Instructions for the task »
Can you write out every one of the records below, word for word and unchanged?

----------------------------------------

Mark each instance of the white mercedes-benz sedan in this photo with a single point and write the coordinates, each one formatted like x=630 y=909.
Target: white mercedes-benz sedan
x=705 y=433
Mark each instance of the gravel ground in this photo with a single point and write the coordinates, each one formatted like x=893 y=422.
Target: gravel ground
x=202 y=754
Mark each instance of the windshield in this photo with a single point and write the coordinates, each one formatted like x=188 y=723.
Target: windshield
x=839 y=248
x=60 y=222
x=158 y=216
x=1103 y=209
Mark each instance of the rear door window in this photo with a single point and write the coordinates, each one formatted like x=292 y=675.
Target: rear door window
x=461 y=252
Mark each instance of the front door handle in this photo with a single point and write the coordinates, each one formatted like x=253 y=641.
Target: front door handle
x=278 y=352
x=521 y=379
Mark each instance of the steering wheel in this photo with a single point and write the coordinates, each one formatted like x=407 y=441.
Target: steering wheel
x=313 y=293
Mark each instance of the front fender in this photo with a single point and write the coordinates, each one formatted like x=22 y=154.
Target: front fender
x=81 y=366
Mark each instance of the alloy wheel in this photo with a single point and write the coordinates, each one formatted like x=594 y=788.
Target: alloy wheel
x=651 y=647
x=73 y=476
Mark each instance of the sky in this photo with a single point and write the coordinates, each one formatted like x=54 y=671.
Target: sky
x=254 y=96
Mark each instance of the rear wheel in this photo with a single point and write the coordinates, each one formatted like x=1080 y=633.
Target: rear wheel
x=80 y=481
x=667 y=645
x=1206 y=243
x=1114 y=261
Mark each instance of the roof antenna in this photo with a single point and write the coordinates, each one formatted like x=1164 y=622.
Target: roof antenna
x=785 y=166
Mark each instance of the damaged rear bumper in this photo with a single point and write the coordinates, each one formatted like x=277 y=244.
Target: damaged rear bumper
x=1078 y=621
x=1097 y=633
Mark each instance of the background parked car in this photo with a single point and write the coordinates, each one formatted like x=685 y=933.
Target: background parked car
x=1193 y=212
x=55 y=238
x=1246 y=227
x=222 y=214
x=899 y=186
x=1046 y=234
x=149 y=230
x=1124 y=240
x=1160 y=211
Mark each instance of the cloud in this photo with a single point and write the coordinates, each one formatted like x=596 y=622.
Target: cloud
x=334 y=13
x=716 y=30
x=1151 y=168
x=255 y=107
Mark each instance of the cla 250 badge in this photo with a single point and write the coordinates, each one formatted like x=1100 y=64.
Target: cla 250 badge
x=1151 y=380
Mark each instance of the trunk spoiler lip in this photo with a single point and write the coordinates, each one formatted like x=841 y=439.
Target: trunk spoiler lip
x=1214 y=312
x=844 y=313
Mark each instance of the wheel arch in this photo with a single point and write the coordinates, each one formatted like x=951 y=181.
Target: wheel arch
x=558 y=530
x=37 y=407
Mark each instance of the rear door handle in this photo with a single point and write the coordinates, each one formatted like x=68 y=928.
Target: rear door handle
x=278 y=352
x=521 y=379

----------------------------------------

Result of the task »
Mark each instance of the white mercedes-benz sedan in this photo with a single point and write the coordinates, each one formatted like x=630 y=909.
Target: white mercedes-benz sedan
x=705 y=433
Mark each instance of the gravel ground in this photo with a single point and write the coordinates, each one formatted like x=893 y=422.
Target: gravel ground
x=202 y=754
Mark each instance of the windshield in this photo with a single point and write the coordinates, each one formatted like x=188 y=723.
Target: windshield
x=839 y=248
x=60 y=222
x=158 y=216
x=1103 y=209
Mark each instance of the rear door window in this photo with a single point and write the coordinates, each one formatted like x=292 y=675.
Target: rear door window
x=461 y=252
Mark each instance of the front door handle in this photo with a single point and write the coordinates, each one formatted like x=253 y=641.
Target: front door handle
x=278 y=352
x=521 y=379
Mark each instance of the steering wheel in this photo with a single point and write the coordinates, each one formatted like x=407 y=441.
Target: steering wheel
x=313 y=293
Mark each instance of the front fender in this photo with a single point and write the coordinates, each one formatted like x=22 y=154.
Target: front fender
x=81 y=366
Mark each instance of the alloy wheel in this photo with a single point and write the coordinates, each one formatted like x=594 y=788.
Target: alloy wheel
x=651 y=647
x=73 y=476
Mark each instance of the sky in this photo with a single point and write the coordinates, each one formatted like x=54 y=671.
Target: sky
x=254 y=96
Mark each instance of the rear wheel in this photo with a single point and write the coordinates, each one formatted like x=1080 y=633.
Target: rear wheel
x=80 y=481
x=667 y=645
x=1206 y=243
x=1114 y=261
Mark each instance of the roof antenna in this photo with a single point and write the coordinates, each one formatted like x=1164 y=622.
Target: roof antenna
x=785 y=166
Mark each instance of the damaged rear bumper in this photo with a single point and write the coordinates, each one formatted like x=277 y=244.
Target: damaged rear bumper
x=1078 y=621
x=1097 y=633
Mark each instance of the background parked car in this photo with a single point and write the coordinates, each one formatted like x=685 y=933.
Target: background parked car
x=1193 y=212
x=55 y=238
x=1246 y=227
x=222 y=214
x=899 y=186
x=1046 y=234
x=149 y=230
x=1124 y=240
x=1160 y=211
Mark each instance of the cloud in this photo with a single point and write the coordinates, each one formatted like x=596 y=622.
Target: cloud
x=334 y=13
x=716 y=30
x=1151 y=168
x=255 y=107
Mark each instance of the cla 250 badge in this photo with a single point and write the coordinates, each one formatted like x=1100 y=64.
Target: cla 250 badge
x=1151 y=380
Mark each instance of the trunk spoiler lip in this photo with a single point and write the coordinates, each one formatted like x=841 y=439.
Target: trunk spoiler lip
x=1214 y=312
x=844 y=313
Mark each instance of the wheel arch in this photo with a single point and write the coordinates, each one formatted like x=951 y=181.
Target: wheel arch
x=558 y=530
x=37 y=407
Mark each instance of the rear door handle in this photo with a single point and write the coordinates, each one formatted like x=68 y=928.
Target: rear door handle
x=278 y=352
x=521 y=379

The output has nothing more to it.